▶ _Provided passage_:
======
To examine the validity of the approximation I numerically calculated the exact operators for an orthorhombic medium. The elastic constants for this medium were generated by calculating the elastic constants for a layered medium with plane-vertical cracks at $20^\circ$ to the x-axis. Each graph in the grid of figure [*] is a plot of the amplitude of one element of the $3\times 3$ separation operator as a function of slowness. If the first order approximation is exactly valid the symmetric elements would be horizontal lines and the anti-symmetric elements would be lines with constant slope. Clearly, the first order approximation is not exact. However it is a reasonable approximation for a range of slownesses around zero.
======
▶ _Supplied records_:
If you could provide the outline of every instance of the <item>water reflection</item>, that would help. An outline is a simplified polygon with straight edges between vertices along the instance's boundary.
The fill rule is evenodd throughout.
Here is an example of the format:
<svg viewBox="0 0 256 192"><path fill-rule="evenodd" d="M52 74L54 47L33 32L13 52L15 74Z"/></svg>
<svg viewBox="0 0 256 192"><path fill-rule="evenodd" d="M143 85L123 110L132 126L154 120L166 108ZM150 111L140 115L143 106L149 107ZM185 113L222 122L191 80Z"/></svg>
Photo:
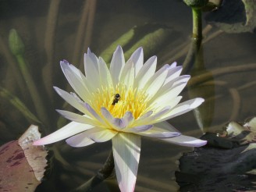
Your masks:
<svg viewBox="0 0 256 192"><path fill-rule="evenodd" d="M63 89L67 86L61 74L59 60L65 59L76 66L82 66L81 55L89 45L96 53L103 54L104 50L122 35L128 35L129 39L129 33L135 26L137 29L144 27L146 30L132 31L134 35L132 36L133 44L126 44L124 49L130 50L137 42L139 45L146 41L144 46L148 47L144 49L152 50L160 59L158 63L171 63L176 60L182 64L190 43L190 10L178 1L17 2L9 0L1 1L0 9L2 144L16 138L31 123L39 125L42 133L47 134L66 123L55 112L55 108L63 108L62 106L69 109L52 90L52 85ZM145 28L144 26L158 28ZM40 115L40 110L37 110L38 103L31 101L33 92L27 84L32 80L23 78L24 76L20 73L17 59L10 52L8 38L11 29L17 31L25 44L23 55L25 66L35 82L37 91L34 92L38 93L43 103L43 107L39 109L45 109L43 113L48 116L46 119ZM168 33L164 39L151 37L149 40L140 41L154 32L165 34L166 30ZM205 27L204 32L201 59L205 69L200 75L195 74L190 84L203 84L204 94L207 94L209 101L202 107L209 104L207 115L212 119L198 124L205 127L206 123L210 130L218 129L219 125L231 119L243 120L255 114L252 104L256 101L254 76L256 39L251 34L227 34L209 26ZM159 42L161 44L157 44ZM202 85L199 88L202 88ZM5 90L8 91L6 97ZM184 99L189 95L194 96L197 90L183 92ZM8 98L15 98L16 103ZM25 111L29 113L28 116L23 115ZM205 118L202 119L205 120ZM172 119L170 123L183 130L183 133L201 134L192 112ZM143 140L143 143L142 146L147 147L142 147L137 191L174 191L178 189L172 178L174 171L178 169L176 161L182 151L188 149L173 148L148 139ZM50 148L55 152L54 167L48 180L44 182L37 191L47 189L65 191L83 183L101 168L111 144L98 144L77 149L62 142ZM105 185L98 187L94 191L105 189Z"/></svg>

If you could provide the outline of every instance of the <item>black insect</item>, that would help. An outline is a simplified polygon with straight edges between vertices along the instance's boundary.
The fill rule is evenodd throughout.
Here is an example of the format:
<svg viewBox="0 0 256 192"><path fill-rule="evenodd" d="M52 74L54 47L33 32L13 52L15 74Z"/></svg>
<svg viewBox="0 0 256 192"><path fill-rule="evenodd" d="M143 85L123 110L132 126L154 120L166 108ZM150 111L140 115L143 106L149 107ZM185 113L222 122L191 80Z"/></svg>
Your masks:
<svg viewBox="0 0 256 192"><path fill-rule="evenodd" d="M115 105L116 104L117 104L118 101L119 101L120 98L121 98L120 94L114 94L114 99L112 105Z"/></svg>

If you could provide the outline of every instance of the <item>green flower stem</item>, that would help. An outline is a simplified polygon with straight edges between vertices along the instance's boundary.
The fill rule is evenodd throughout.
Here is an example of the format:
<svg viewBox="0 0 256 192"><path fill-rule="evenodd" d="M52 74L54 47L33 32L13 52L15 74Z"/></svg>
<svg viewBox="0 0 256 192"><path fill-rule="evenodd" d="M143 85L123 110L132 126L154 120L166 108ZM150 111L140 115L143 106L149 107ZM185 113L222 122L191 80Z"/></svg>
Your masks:
<svg viewBox="0 0 256 192"><path fill-rule="evenodd" d="M30 91L37 113L42 122L48 126L48 123L49 123L49 119L44 110L44 106L39 95L38 90L37 89L34 81L27 68L28 64L26 63L23 57L25 53L25 45L16 30L10 30L9 35L9 46L12 55L16 57L18 62L20 70Z"/></svg>
<svg viewBox="0 0 256 192"><path fill-rule="evenodd" d="M30 122L41 123L41 122L26 107L19 98L12 94L8 90L0 87L0 96L8 100Z"/></svg>
<svg viewBox="0 0 256 192"><path fill-rule="evenodd" d="M194 66L202 41L202 22L201 8L192 8L193 16L193 34L191 37L191 44L183 62L183 73L187 73L189 69ZM200 63L197 62L197 64ZM197 68L199 68L197 66Z"/></svg>
<svg viewBox="0 0 256 192"><path fill-rule="evenodd" d="M43 121L43 123L47 124L49 123L47 113L44 110L44 106L41 99L38 91L37 89L37 86L35 85L34 81L32 76L30 76L30 73L29 73L29 70L27 69L27 63L26 63L25 59L23 57L23 55L16 55L15 56L17 59L21 73L23 76L23 78L27 85L28 90L31 95L32 101L34 103L34 105L35 107L37 113L39 116L40 119Z"/></svg>
<svg viewBox="0 0 256 192"><path fill-rule="evenodd" d="M113 151L111 150L103 167L97 172L96 176L72 191L91 191L94 187L101 183L112 173L114 167Z"/></svg>
<svg viewBox="0 0 256 192"><path fill-rule="evenodd" d="M200 8L192 8L193 16L193 37L202 39L202 19L201 9Z"/></svg>
<svg viewBox="0 0 256 192"><path fill-rule="evenodd" d="M60 0L55 0L50 2L48 13L47 16L46 30L44 35L44 51L46 53L47 63L42 70L44 78L44 84L48 96L50 101L53 101L53 91L52 91L52 76L54 66L53 55L55 54L55 39L56 34L56 27L58 22L58 13L59 9Z"/></svg>

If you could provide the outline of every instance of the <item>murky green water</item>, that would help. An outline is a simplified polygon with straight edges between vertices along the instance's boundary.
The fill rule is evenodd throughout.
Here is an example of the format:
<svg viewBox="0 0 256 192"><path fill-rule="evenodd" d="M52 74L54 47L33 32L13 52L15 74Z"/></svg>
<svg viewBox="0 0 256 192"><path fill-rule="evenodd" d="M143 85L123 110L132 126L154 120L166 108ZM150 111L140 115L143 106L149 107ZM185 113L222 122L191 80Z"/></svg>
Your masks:
<svg viewBox="0 0 256 192"><path fill-rule="evenodd" d="M212 76L209 73L204 85L186 90L182 95L184 100L190 95L207 97L203 110L212 119L205 123L204 130L211 130L221 129L231 120L243 122L256 114L256 38L251 33L220 32L205 22L204 28L208 30L204 34L201 72L212 72ZM11 29L18 32L24 43L23 57L40 101L33 98L28 86L31 81L23 78L10 52L8 37ZM55 85L71 91L59 67L60 60L82 66L83 53L88 46L98 55L132 30L134 35L123 46L124 52L134 44L144 45L145 60L156 55L158 66L174 61L182 65L189 49L191 29L190 9L181 1L1 1L0 86L18 97L42 122L24 116L23 110L17 110L6 98L1 97L1 144L16 139L31 123L39 125L45 135L66 123L59 119L55 108L71 108L63 106L63 101L52 89ZM155 36L145 41L148 34ZM193 112L169 122L184 134L201 134ZM82 148L73 148L65 142L55 146L59 155L53 160L48 180L37 191L67 191L80 185L101 168L111 142ZM144 139L136 191L177 190L174 178L177 160L182 152L189 150ZM115 182L106 183L112 186ZM94 191L108 191L105 187L102 184Z"/></svg>

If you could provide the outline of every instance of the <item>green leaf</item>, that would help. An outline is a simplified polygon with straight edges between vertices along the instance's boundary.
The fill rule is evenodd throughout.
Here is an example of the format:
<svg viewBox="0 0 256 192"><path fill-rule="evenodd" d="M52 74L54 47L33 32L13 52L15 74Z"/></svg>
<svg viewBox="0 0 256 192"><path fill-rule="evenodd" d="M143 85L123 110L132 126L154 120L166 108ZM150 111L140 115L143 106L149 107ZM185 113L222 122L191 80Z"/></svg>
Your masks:
<svg viewBox="0 0 256 192"><path fill-rule="evenodd" d="M222 6L209 13L206 20L226 33L254 32L255 0L223 1Z"/></svg>

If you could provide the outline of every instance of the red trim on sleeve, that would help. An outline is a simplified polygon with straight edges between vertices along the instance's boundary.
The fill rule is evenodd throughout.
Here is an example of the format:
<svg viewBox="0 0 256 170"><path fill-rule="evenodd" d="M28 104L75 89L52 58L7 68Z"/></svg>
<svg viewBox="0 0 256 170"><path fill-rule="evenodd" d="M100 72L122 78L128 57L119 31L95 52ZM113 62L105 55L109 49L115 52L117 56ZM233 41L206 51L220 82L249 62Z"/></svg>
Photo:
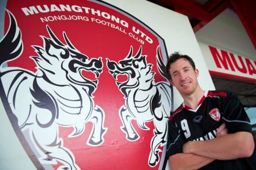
======
▶ _Task set_:
(1) In the passage on the separation operator approximation, what medium were the elastic constants calculated for in order to generate the constants of the orthorhombic medium?
(2) Please write out the passage on the separation operator approximation again, everything from "To examine the" down to "slownesses around zero.", changing "orthorhombic" to "monoclinic".
The rows have nothing to do with the passage on the separation operator approximation.

▶ _Answers by task_:
(1) A layered medium with plane-vertical cracks at 20° to the x-axis.

(2)
To examine the validity of the approximation I numerically calculated the exact operators for an monoclinic medium. The elastic constants for this medium were generated by calculating the elastic constants for a layered medium with plane-vertical cracks at $20^\circ$ to the x-axis. Each graph in the grid of figure [*] is a plot of the amplitude of one element of the $3\times 3$ separation operator as a function of slowness. If the first order approximation is exactly valid the symmetric elements would be horizontal lines and the anti-symmetric elements would be lines with constant slope. Clearly, the first order approximation is not exact. However it is a reasonable approximation for a range of slownesses around zero.